DIRECTIONS —
Only the lines below starting at the one containing "the white striped" and ending at the one containing "Target: sunflower field" belong in the answer, each copied exactly.

LISTED RECORDS —

= Beginning of Section =

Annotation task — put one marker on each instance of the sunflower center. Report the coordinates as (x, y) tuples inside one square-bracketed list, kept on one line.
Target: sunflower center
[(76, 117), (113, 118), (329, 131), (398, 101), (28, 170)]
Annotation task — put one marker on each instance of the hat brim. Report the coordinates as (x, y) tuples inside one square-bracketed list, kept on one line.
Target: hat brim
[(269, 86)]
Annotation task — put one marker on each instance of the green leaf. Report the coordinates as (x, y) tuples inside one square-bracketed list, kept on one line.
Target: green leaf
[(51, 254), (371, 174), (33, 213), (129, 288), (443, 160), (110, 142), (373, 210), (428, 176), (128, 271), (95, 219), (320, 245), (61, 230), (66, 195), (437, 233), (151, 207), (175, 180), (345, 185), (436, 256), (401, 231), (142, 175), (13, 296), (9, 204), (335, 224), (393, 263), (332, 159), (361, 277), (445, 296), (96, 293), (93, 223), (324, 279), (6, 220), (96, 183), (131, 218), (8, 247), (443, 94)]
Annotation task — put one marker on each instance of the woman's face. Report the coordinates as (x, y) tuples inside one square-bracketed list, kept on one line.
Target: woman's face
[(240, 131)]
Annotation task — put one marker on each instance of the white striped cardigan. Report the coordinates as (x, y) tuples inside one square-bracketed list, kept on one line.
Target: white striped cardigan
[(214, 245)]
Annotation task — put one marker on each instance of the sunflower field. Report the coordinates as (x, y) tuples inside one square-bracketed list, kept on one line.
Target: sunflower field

= End of Section =
= Beginning of Section =

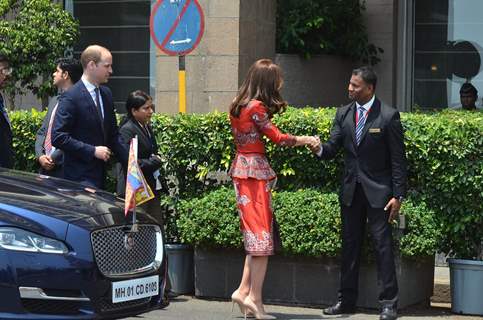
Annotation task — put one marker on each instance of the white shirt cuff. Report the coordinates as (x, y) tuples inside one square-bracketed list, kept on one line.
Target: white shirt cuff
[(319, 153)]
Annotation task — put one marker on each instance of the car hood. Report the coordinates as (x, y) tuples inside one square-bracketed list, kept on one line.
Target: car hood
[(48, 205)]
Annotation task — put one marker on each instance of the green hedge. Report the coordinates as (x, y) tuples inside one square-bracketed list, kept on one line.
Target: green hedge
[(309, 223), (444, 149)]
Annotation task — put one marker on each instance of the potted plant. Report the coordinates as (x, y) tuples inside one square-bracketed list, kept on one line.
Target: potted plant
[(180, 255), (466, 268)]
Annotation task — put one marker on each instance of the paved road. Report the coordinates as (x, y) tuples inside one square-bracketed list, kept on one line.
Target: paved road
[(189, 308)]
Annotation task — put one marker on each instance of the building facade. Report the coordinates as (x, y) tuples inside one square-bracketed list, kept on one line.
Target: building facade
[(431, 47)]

= End of Section =

RESPONSE AREA —
Annotation task — put one marker on each instance of the white striped cardigan. Report the coordinates as (x, y) tuples inside one square-bracketed list, kept on one line.
Target: white striped cardigan
[(214, 245)]
Annotation task — put one marker on each instance of the sunflower field. Report the coordinates as (x, y) tuples inside one square-bracketed list, kept on one line.
Target: sunflower field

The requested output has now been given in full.